» **TEXT TO READ**

--- BEGIN ---

Race for 1st Middlesex district turns bitter


With just 13 days left before the state’s primary, the candidates for the 1st Middlesex district state senate seat are lobbing bigger accusations against each other. On Monday, the Doherty campaign released a statement against Donoghue stating that she is a hypocrite when it comes to illegal immigration.

According to the flier, Donoghue willingly accepted a case against an individual, Lilliana Rivera, who was supposedly indicted for conspiracy to create and sell alien registration receipts and social security cards. The document goes on farther to state Donoghue was fundamental to Rivera receiving a substantially reduced sentence. The effect is that Donoghue is portrayed not only as soft on illegal immigration, but someone who misleads the public.

On its face, the Doherty campaign’s assertions are alarming to say the least. Factually, the campaign’s claims against Donoghue are half-truths.

The first claim: The flier seemed to indicate that Rivera was a key player in creating the forged alien registration receipts and social security cards.

--- END ---

» **SUPPLIED DATA**
--- BEGIN ---

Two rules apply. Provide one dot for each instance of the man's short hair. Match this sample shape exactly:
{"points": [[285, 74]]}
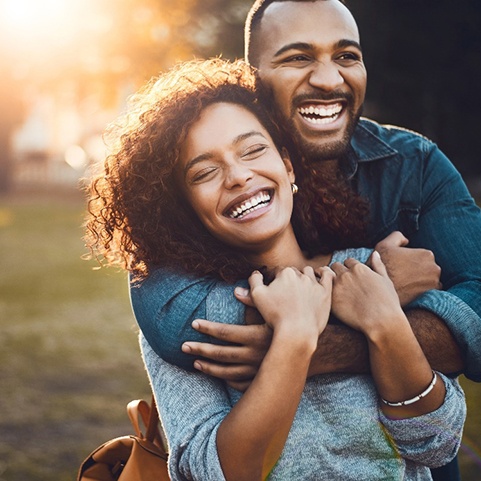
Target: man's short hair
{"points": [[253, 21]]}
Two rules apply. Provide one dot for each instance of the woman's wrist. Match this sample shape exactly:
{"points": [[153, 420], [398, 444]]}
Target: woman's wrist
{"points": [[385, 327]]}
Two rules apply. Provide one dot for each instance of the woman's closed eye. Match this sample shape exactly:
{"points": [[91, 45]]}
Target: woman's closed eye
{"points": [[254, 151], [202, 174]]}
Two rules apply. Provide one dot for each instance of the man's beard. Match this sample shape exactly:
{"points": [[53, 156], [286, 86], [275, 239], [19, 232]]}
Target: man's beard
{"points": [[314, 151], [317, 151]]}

--- END ---
--- BEGIN ---

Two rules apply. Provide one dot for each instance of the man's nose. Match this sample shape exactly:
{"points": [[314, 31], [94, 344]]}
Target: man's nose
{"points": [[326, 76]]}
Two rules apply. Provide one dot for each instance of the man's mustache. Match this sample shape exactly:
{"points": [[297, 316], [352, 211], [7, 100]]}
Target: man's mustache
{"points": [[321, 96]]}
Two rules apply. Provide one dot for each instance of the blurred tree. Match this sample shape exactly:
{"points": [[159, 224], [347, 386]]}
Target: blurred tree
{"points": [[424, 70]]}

--- END ---
--- BEGIN ---

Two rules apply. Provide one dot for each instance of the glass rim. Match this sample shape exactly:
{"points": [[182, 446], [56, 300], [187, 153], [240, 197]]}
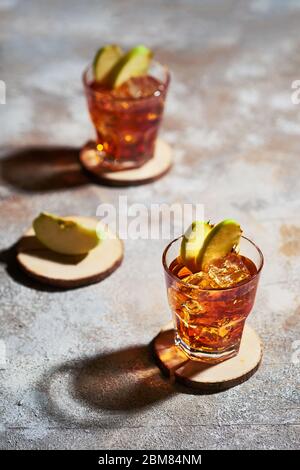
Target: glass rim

--- END ---

» **INSTRUCTION 1**
Extract from the records each line containing the string "short", copying those lines in their original order.
» **INSTRUCTION 2**
Resume the article on the 1st Middlesex district state senate race, beginning immediately after its final sentence.
The article on the 1st Middlesex district race and the records are unrelated, independent sources.

» **TASK RESULT 1**
Two rules apply. Provide one dot for each instance of the man's short hair. Match this sample shape exactly:
Target: man's short hair

» **TASK RESULT 2**
One of the statements made was that Rivera was indicted for the federal charges of conspiracy to produce and sell false alien registration receipts and social security cards. To support this claim, the flier included a copy of a federal court’s filing for the case. The filing describes, in detail, the role of each person involved in the operation. It even lays out the offenses the individuals were charged with, of which Rivera was one out of two people indicted.

The document, which the Donoghue campaign says isn’t accurate, details the specific charges that Rivera faced. Though Rivera was found to be a part of the operation, she was found to play a minimal role. Namely, Rivera’s role was to transport the fake ids from the people who created them to the people who would buy them. In regards to specific offenses, she was charged with possession and transportation of falsified documents.

This information was verified by Conor Yunits, spokesman for the Donoghue campaign. According to Yunits, Rivera was forced to transport the ids because one of the people involved abused her. “Rivera got involved because one of the people who created the ids was her boyfriend. She was in an abusive relationship with him and he forced her to transport the ids. Rivera eventually sought a restraining order against her boyfriend.”

The second claim: that Donoghue willingly accepted the case when she could have refused.

Looking at the court document alone, it makes mention that the lead attorney was Donoghue and that she was retained. In legal speak, a retained lawyer is an attorney that been paid to take a case.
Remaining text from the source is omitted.